▶ Your objective
Reproduce every one of the entries below word for word, keeping each line and its coordinates unchanged.

▶ Input records
• • • • • • •
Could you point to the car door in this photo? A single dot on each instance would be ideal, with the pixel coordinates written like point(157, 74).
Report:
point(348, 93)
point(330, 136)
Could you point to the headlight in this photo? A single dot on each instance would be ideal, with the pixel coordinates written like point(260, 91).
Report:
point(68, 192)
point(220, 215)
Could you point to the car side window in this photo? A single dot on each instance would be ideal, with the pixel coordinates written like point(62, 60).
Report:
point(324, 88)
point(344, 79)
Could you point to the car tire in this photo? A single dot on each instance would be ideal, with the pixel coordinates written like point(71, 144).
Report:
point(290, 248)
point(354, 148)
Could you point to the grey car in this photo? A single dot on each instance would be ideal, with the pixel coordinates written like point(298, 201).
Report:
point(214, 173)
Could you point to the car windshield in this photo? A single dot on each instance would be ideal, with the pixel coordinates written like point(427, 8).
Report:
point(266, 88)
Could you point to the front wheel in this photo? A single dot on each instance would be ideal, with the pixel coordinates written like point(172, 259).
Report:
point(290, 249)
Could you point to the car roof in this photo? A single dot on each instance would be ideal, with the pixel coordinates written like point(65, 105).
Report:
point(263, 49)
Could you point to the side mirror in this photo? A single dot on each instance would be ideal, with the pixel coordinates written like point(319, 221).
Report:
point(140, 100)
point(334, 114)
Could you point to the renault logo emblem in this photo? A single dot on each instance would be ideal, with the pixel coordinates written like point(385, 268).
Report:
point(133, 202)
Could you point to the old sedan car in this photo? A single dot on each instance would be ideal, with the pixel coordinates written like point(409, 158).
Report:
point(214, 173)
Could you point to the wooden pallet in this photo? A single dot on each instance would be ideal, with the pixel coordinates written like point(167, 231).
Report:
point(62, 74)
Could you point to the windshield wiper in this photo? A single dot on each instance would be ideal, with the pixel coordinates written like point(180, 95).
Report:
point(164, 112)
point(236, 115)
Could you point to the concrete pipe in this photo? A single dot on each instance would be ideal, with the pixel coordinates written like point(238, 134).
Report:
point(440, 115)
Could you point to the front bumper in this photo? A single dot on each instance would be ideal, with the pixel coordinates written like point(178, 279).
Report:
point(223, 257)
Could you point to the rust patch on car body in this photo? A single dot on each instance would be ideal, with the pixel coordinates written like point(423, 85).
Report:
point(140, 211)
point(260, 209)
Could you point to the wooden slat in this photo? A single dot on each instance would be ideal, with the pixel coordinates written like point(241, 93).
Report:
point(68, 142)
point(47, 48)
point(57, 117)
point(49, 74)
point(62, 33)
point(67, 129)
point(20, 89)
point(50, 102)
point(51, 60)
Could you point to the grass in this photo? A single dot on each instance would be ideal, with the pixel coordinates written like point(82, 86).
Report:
• • • • • • •
▶ Solution
Could you point to the car door in this photo? A single dot on each instance would be ideal, with the pixel coordinates written like point(157, 74).
Report:
point(348, 93)
point(330, 136)
Could you point to the headlight in this photo? A single dot on each instance would be ideal, with the pixel coordinates written like point(260, 91).
Report:
point(68, 192)
point(220, 215)
Could you point to the car side window in this photo? A single dot on each instance would be ideal, with the pixel coordinates written like point(62, 60).
Report:
point(324, 88)
point(344, 79)
Could you point to the car tire in this photo? A single dot on each instance would be ideal, with the pixel coordinates written like point(71, 144).
Report:
point(290, 248)
point(354, 148)
Could you point to the grey car in this photo? A single dot on each instance would be ideal, with the pixel coordinates written like point(298, 201).
Report:
point(214, 173)
Could you point to the car windshield in this photo? A single dot on each instance would be ideal, with the pixel coordinates written like point(427, 8).
Report:
point(266, 88)
Could you point to the front wheel in this photo? A single dot on each instance would be ideal, with the pixel coordinates written like point(172, 259).
Report:
point(290, 249)
Could you point to the car roof in this photo? A single dot on each instance would be ideal, with the pixel coordinates written like point(65, 105).
Report:
point(263, 49)
Could you point to the side mirror in this photo? A single dot on each instance would be ideal, with the pixel coordinates written like point(319, 221).
Report:
point(140, 100)
point(334, 114)
Could you point to the renault logo emblem in this photo? A single dot on each instance would be ideal, with the pixel coordinates written like point(385, 268).
Report:
point(133, 202)
Could you point to the old sedan car in this photo? A single dot on each instance would be ideal, with the pixel coordinates written like point(409, 158).
Report:
point(214, 173)
Could you point to the wooden pallet in this photo? A single dot on each instance would be ideal, with the pixel coordinates written like point(167, 231).
Report:
point(62, 74)
Could you point to the windshield wiper in this photo? A single dot on each instance would be ideal, with the pixel coordinates written like point(180, 95).
Report:
point(164, 112)
point(236, 115)
Could you point to the concrete pipe in this photo? A single dot on each instance would be ideal, with the pixel coordinates written like point(238, 134).
Report:
point(440, 115)
Could you point to the front bumper in this photo? A single dot on each instance would be ideal, with the pixel coordinates written like point(178, 279).
Report:
point(223, 257)
Could you point to the rust patch on car body in this photo? A single dot on each instance would be ideal, with the pixel coordinates written like point(423, 85).
Report:
point(140, 211)
point(260, 209)
Could you point to the wooden slat in this photo? A single dot on each instance would be ideal, with the pixel coordinates written like point(241, 93).
Report:
point(68, 142)
point(47, 48)
point(57, 117)
point(49, 74)
point(62, 33)
point(67, 129)
point(20, 89)
point(50, 102)
point(51, 60)
Could you point to the grass in this photo? A single dot on each instance would be ideal, with the pixel coordinates written like point(82, 86).
Report:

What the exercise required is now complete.